I should have a lot to do today, but I’m currently being held hostage waiting for a FedEx delivery. So here are a few things I took away from our trip:

Small-town priorities: We were staying in a medium-sized town of about 20,000 people in the “metro” area, but the center of town is perhaps only a couple of square kilometers–it would be easy to walk up and down every street in a few hours. However, in that bitty space, there were enough charcuteries, fromageries, patisseries, boulangeries, wine shops, and chocolatiers to service a major American city. You have to admire a small town that can support so much pork, cheese, pastry, bread, wine, and candy consumption.
Charcuterie, Beaune

Food: Wow. The smaller the town and/or restaurant, the better the food seemed to get. We had, respectively, delicious lunch and dinner at the non-showy Le Chassagne and Ma Cuisine (both reviewed here by Patricia Wells), but the highlight for me was our lunch at La Ruchotte, a farm about 10 miles up in the hills above Beaune. This place is literally in the middle of nowhere; we traveled several miles through fields and woods along a single-track road to this cluster of buildings where we saw a man driving a small flock of sheep into the barnyard. When he saw us, he slipped off his jacket and Wellingtons to change into his chef’s whites and clogs. Everything served at the restaurant (really a converted farm kitchen with seating for about 10 people) is raised on the farm there, which is famed for preserving heirloom breeds of pigs, chickens, and geese. As two friendly dogs and a cat made the rounds of visiting new people, we went through plates of foie gras, soup of chicken gizzards and greens topped with poached eggs, chicken stewed in an amazingly rich butter-cream broth, potato galettes, goat cheese, and sizzling crepes Suzette.

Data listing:

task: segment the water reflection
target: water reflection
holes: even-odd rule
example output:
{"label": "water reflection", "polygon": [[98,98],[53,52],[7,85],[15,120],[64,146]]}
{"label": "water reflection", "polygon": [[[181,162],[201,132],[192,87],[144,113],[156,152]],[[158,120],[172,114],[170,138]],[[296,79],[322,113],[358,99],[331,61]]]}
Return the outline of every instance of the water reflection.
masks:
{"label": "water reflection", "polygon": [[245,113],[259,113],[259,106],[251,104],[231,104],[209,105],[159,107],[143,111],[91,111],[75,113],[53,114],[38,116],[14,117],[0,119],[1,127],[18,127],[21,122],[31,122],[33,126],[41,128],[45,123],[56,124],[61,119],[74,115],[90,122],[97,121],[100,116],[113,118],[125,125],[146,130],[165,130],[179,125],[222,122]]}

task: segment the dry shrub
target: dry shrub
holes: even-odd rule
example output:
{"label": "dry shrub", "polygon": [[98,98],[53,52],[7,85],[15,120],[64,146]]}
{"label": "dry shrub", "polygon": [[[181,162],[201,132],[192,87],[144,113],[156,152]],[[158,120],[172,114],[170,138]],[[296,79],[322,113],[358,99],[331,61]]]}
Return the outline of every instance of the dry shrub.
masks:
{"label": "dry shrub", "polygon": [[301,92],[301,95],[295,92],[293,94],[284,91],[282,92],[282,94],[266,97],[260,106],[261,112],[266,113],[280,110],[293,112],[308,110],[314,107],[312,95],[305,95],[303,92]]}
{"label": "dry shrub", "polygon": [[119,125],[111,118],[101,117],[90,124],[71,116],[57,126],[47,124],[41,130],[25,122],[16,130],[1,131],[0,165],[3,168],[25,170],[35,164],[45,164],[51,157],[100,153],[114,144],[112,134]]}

#### Parts of the exercise:
(A) According to the travel post, what did the man at La Ruchotte change into after slipping off his jacket and Wellingtons?
(B) Retype the travel post from "I should have" up to and including "and candy consumption.".
(C) Write the next part of the travel post, picking up after its final sentence.

#### The replies:
(A) His chef's whites and clogs.

(B)
I should have a lot to do today, but I’m currently being held hostage waiting for a FedEx delivery. So here are a few things I took away from our trip:

Small-town priorities: We were staying in a medium-sized town of about 20,000 people in the “metro” area, but the center of town is perhaps only a couple of square kilometers–it would be easy to walk up and down every street in a few hours. However, in that bitty space, there were enough charcuteries, fromageries, patisseries, boulangeries, wine shops, and chocolatiers to service a major American city. You have to admire a small town that can support so much pork, cheese, pastry, bread, wine, and candy consumption.

(C)
Poulet et galettes des pommes de terre
By contrast, the meals we had in Dijon, Lyon, and Paris were, though tasty, much less remarkable.

Wine: Again, wow. We visited three local wineries–one a little ways south in St. Aubin, famous for its chardonnays; one a little ways north, in the Cote de Nuits, famous for its rich red pinot noirs; and one right in Beaune, famous for all of the above. Respectively, each winery was small, medium, and large, and it was interesting to note the similarities and differences in their approaches to winemaking. The major commonalities seemed to be the almost mystical reverence for the “terroir,” the special qualities that each different little plot of land imparts to the grapes grown there; and how little modern technology is involved in the process, even at the very large producers. Across the board, they handle the grapes as little as possible, add nothing other than natural yeasts, and use only two grapes: chardonnay for the whites, pinot noir for the reds (no blends as in the wines of Bordeaux, which the Burgundian winemakers tend to damn with very faint praise). Determining when wines are ready for their next steps of production is still up to the palate and judgment of individual managers, not any scientific formula.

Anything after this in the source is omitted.